==== TEXT EXCERPT

It’s hard to believe, but Ray Charles has been around for some 50 years. So ubiquitous that he’s positively ethereal, he’s been the stealth gene in this country’s cultural DNA, subtly infecting our collective conscious/subconscious with his revolutionary musical visions. No doubt, in a non-Ray Charles parallel universe, there would be no Stevie Wonder, Joe Cocker, Rod Stewart, Steve Winwood, Ronnie Milsap, Van Morrison, Aretha Franklin, Lou Rawls or even gospel wunderkind Kirk Franklin. With the five-CD Genius & Soul, anthology specialists Rhino have done the near impossible-definitively cracking the cipher of perhaps the greatest musical fusionist of the 20th century.
Grandiose hyperbole?-I think not. Born in Albany, GA on September 23, 1930, Ray grew up poor in Greenville, FL (the proverbial “Hard Time, Mississippi”). Between the ages of five and fifteen, he was taught piano at a segregated(!) school for the blind in St. Augustine. His mother’s death curtailed his studies, for the next three years he made his bones throughout Florida’s TOBA (Tough On Black Asses) circuit. At the age of 18, Ray emigrated to Seattle. In Seattle, his music flourished-he wrote charts for his trio as well as for big band (he met lifelong bud Quincy Jones there). As his live rep grew, the pianist came to the attention of Jack Lauderdale, the owner of the LA-based Swingtime label. CD one begins with Charles’ recordings for the label, the self-penned “Confession Blues” (1948) and “Baby Let Me Hold Your Hand” (1949). Over the next four years, Ray would tour the country as bluesman Lowell Fulson’s music director-arranger until Ahmet Ertegun signed him to a solo contract with nascent R&B power Atlantic Records in 1952. His first six singles for the label reveal an artist searching for his sound, trying to overcome the influence of his idols Nat King Cole and Charles Brown, stretching the conventions of jazz, R&B to fit his inner groove. Charles’ seventh single “I’ve Got A Woman” (1954-#1 R&B) with its orchestral jazz-fueled heretical synthesis of gospel fervor and earthy secularity would not only determine the course of R&B’s future, it would give his muse the license to kill.

========
==== EXTRACTED DATA

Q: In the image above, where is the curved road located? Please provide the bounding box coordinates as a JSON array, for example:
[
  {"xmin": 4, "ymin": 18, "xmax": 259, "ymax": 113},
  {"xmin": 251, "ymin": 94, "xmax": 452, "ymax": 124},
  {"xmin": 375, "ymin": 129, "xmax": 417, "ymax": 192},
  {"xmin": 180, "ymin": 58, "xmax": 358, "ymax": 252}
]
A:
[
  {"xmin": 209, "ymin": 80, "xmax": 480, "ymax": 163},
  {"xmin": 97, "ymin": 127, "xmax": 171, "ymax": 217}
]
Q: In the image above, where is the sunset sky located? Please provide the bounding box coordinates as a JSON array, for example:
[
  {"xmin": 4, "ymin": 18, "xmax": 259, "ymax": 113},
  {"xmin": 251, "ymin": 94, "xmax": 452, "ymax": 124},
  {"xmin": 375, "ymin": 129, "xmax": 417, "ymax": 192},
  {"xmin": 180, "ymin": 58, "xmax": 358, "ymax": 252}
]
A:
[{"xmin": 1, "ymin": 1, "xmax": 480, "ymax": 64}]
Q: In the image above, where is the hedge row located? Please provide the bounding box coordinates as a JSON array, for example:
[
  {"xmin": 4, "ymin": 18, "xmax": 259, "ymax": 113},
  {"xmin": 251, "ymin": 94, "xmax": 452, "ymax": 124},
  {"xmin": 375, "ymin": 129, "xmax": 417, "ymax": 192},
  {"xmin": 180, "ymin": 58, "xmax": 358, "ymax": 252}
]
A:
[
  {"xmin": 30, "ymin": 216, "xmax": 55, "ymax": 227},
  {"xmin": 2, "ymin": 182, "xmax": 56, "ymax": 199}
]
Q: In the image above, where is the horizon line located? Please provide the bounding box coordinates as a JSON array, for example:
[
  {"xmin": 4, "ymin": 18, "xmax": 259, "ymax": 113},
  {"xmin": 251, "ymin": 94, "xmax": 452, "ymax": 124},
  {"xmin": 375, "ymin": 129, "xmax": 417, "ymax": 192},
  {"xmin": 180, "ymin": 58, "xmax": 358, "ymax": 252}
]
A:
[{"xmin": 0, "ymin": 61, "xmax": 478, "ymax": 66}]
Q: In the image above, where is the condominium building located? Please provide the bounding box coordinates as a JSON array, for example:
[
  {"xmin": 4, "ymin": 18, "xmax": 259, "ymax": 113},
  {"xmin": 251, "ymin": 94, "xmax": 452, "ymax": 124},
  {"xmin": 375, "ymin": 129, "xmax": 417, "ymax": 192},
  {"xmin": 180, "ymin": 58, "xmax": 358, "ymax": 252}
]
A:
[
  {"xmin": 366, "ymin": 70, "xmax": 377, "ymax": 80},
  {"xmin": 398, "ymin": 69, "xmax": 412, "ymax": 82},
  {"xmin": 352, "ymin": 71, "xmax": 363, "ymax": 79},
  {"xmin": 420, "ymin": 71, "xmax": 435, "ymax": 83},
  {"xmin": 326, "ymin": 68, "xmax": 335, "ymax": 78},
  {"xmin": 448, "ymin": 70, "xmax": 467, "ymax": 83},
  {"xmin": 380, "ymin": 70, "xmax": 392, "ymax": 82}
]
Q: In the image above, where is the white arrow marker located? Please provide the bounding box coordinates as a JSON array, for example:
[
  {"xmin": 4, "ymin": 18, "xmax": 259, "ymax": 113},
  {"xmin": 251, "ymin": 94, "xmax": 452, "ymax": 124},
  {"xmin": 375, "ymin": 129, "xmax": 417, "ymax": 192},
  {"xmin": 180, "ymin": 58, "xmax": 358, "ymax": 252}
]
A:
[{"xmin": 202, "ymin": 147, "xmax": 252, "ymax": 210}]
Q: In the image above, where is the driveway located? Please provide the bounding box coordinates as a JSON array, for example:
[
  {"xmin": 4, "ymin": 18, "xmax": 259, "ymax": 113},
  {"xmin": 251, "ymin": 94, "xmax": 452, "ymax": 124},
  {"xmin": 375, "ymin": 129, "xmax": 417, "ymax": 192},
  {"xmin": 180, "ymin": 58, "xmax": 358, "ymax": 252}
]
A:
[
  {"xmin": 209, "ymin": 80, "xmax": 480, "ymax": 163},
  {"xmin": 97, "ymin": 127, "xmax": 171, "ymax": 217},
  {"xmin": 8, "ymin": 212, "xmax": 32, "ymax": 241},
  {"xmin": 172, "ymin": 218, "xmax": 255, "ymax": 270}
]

========

• _STUDY QUESTIONS_:
(a) Decide whether each statement agrees with the Ray Charles review: (i) Ray Charles was born in Greenville, FL; (ii) he moved to Seattle at the age of 18; (iii) Ahmet Ertegun signed him to Atlantic Records in 1952. For each one, answer yes or no and quote the words of the review that settle it.
(b) Condense the paragraph of the Ray Charles review that opens with "It's hard to believe" into a shorter paragraph that keeps its main facts.
(c) Pick up the Ray Charles review after its last sentence and continue it for another paragraph.

• _ANSWER SECTION_:
(a)
(i) No: "Born in Albany, GA on September 23, 1930"
(ii) Yes: "At the age of 18, Ray emigrated to Seattle."
(iii) Yes: "until Ahmet Ertegun signed him to a solo contract with nascent R&B power Atlantic Records in 1952"

(b) Ray Charles has been active for about 50 years, and his musical innovations have quietly shaped the country's culture. Without him there would be no Stevie Wonder, Joe Cocker, Rod Stewart, Steve Winwood, Ronnie Milsap, Van Morrison, Aretha Franklin, Lou Rawls or Kirk Franklin. Rhino's five-CD anthology Genius & Soul definitively captures the work of perhaps the 20th century's greatest musical fusionist.

(c)
Oblivious to the rock ‘n’ roll revolution that was transforming American popular music, Charles spent his time at Atlantic (’52-’59) refining his mojo, becoming the rare black musician (save his idol Nat Cole) to consistently bomb both the album and R&B/pop singles charts. His innovations (coalescing majestically in “What’d I Say Parts 1&2”)-big band funk, the female lead/backing vocals of the Raeletts, electric piano-created the paradigm for the Motown-Stax-Philadelphia International sounds to come in the next two decades.
CD two chronicles Brother Ray’s late ’59 career-defining transition from Atlantic to ABC-Paramount. This new association not only freed him up financially (he secured a big advance, sweeter royalty rates and ownership of his masters), it ushered in an extended era of supernatural creativity that would forever validate his title as The Genius. During his 13 years with the label, Charles expanded his oeuvre way beyond R&B via 26 albums that yielded three #1 and 20 Top 10 R&B/pop hits. Many of his singles-“One Mint Julep,” “Hit The Road, Jack,” “Unchain My Heart,” “Busted,” “Crying Time,” “Let’s Go Get Stoned,” “Baby It’s Cold Outside” (with Betty Carter) to name a few-are pop classics.
Beginning with 1960’s Genius Hits The Road (containing the immortal “Georgia On My Mind”)-a recording of songs with names of states-he not only invented the “concept” album, he proved himself to be a master interpreter of American song (later, he trumped the Beatles with killer versions of “Yesterday” and “Eleanor Rigby”). That said, CD three shows how Ray shocked the world in ’62, flipping the script with the twin LPs Modern Sounds In Country And Western Music Vols. 1 & 2. For him it was simply a southern roots revisit, for the genre it was the new Book of Revelations. Charles strip-mined the blues pathos motherlode from the precious hillbilly minerals of tunes like “I Can’t Stop Loving You,” “Your Cheating Heart” and “Born To Lose,” adding orchestral strings and a white female chorus to the mix. From that point on, C&W would follow his lead, gaining pop credibility and a new maturity.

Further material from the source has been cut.